■ Stored data:

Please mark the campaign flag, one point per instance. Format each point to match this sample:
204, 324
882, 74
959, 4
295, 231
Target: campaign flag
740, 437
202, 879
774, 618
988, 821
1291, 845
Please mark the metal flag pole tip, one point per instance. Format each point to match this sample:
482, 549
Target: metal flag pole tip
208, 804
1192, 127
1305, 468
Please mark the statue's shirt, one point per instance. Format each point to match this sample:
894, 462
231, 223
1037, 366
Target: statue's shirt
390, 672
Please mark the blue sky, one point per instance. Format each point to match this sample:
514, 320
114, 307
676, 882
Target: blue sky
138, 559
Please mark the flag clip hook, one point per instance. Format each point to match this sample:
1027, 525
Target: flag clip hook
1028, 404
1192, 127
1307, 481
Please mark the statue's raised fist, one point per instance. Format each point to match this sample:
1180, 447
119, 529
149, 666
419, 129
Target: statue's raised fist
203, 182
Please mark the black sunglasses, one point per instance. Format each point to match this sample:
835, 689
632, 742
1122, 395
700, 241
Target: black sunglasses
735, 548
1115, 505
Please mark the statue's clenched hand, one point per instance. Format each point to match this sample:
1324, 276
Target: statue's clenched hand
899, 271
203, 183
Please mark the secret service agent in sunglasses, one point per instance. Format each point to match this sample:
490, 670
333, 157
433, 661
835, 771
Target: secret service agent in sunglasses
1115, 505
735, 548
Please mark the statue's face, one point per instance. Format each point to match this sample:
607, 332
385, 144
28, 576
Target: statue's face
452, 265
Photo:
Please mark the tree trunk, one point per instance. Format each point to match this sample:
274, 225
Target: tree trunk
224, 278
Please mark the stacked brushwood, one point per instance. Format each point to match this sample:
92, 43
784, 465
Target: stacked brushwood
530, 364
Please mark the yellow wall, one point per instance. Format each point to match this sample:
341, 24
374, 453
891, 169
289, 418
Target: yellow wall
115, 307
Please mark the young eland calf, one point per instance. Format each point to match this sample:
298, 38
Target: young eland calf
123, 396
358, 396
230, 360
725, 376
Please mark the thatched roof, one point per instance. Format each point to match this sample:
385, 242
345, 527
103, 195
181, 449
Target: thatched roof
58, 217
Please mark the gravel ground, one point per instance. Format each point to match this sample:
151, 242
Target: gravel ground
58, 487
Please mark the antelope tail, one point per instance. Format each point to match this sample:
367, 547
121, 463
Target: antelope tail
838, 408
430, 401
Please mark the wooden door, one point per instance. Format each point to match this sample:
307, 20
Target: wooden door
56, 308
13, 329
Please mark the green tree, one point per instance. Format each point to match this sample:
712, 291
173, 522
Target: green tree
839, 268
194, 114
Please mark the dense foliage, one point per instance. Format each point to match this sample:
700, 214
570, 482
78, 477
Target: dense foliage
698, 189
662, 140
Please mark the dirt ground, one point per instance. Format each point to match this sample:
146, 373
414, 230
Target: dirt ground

■ WORK INSTRUCTIONS:
Turn all of the records above into a numbered list, one line per number, and omit any blank lines.

■ EXPECTED OUTPUT:
1. Please mark the campaign flag, one point per instance. Format each point to match this sample:
2. 204, 324
3. 882, 74
4. 959, 4
5. 295, 231
6. Target: campaign flag
7. 740, 437
8. 202, 879
9. 774, 618
10. 988, 821
11. 1291, 845
12. Please mark the metal flag pole tip, one point per instance. Format each point to match this sample:
13. 482, 549
14. Target: metal flag pole tip
15. 208, 804
16. 1192, 127
17. 1305, 468
18. Please mark the statue's shirt, one point per instance. Format each point to match this sample:
19. 894, 462
20. 231, 223
21. 1037, 366
22. Target: statue's shirt
23. 390, 672
24. Please mark the blue sky, one point per instance. Format each point to match this sample:
25. 514, 320
26. 114, 307
27. 676, 882
28. Target: blue sky
29. 138, 559
30. Please mark the flag clip hook, one point per instance. Format each point to match this sample:
31. 1027, 525
32. Target: flag clip hook
33. 1028, 404
34. 1192, 127
35. 1307, 481
36. Please mark the statue's raised fist, one point per instance. Format each point to match this sample:
37. 1180, 447
38. 119, 529
39. 149, 666
40. 419, 129
41. Target: statue's raised fist
42. 203, 182
43. Please mark the black sunglasses, one point per instance. Format each point to match this sample:
44. 835, 689
45. 632, 742
46. 1122, 395
47. 700, 241
48. Target: black sunglasses
49. 735, 548
50. 1115, 505
51. Please mark the statue's clenched hand, one point per instance. Format each point to match this sample:
52. 1324, 276
53. Target: statue's clenched hand
54. 899, 271
55. 203, 183
56. Please mark the secret service agent in sunglasses, one point per instance. Format each point to match this sample:
57. 490, 670
58. 333, 157
59. 433, 661
60. 835, 771
61. Target: secret service agent in sunglasses
62. 1115, 505
63. 735, 548
64. Please mark the statue's face, one point per instance. Format each point to match this sample:
65. 607, 332
66. 385, 144
67. 28, 576
68. Target: statue's face
69. 452, 265
70. Photo:
71. Please mark the tree trunk, one point per instance. Format each point to match this sample:
72. 274, 225
73. Target: tree trunk
74. 224, 278
75. Please mark the stacked brushwood, one point per instance. Format each point to match this sample:
76. 92, 43
77. 784, 465
78. Target: stacked brushwood
79. 530, 364
80. Please mark the yellow wall, one point per instance. Format each point to match this sample:
81. 341, 24
82. 374, 453
83. 891, 169
84. 289, 418
85. Target: yellow wall
86. 115, 307
87. Please mark the young eland calf, one point per instance. Format each point to match this sample:
88. 298, 38
89. Target: young eland calf
90. 123, 396
91. 358, 396
92. 230, 360
93. 725, 376
94. Please mark the thatched roof, one point per instance. Format each point to match this sample:
95. 385, 242
96. 345, 527
97. 103, 195
98. 181, 449
99. Target: thatched roof
100. 58, 217
101. Please mark the gravel ground, one point per instance. Format each point to match this sample:
102. 151, 242
103. Target: gravel ground
104. 58, 487
105. Please mark the antelope tail, one point per instance. Format each point to match this sample:
106. 367, 547
107. 121, 463
108. Target: antelope tail
109. 838, 408
110. 430, 401
111. Please mark the wooden door, one point per instance. Format each point to match this sample:
112. 307, 20
113. Target: wooden door
114. 56, 308
115. 13, 329
116. Please mark the green tree, one point per instance. Format each point to match this sample:
117. 712, 291
118. 173, 522
119. Target: green tree
120. 839, 268
121. 194, 114
122. Please mark the dense foliage, one point per instance. Format each point to match this sample:
123. 700, 214
124. 570, 482
125. 78, 477
126. Target: dense foliage
127. 698, 189
128. 662, 140
129. Please mark the dirt ground, one point per instance. Format each point to match this sample:
130. 146, 373
131. 414, 230
132. Target: dirt ground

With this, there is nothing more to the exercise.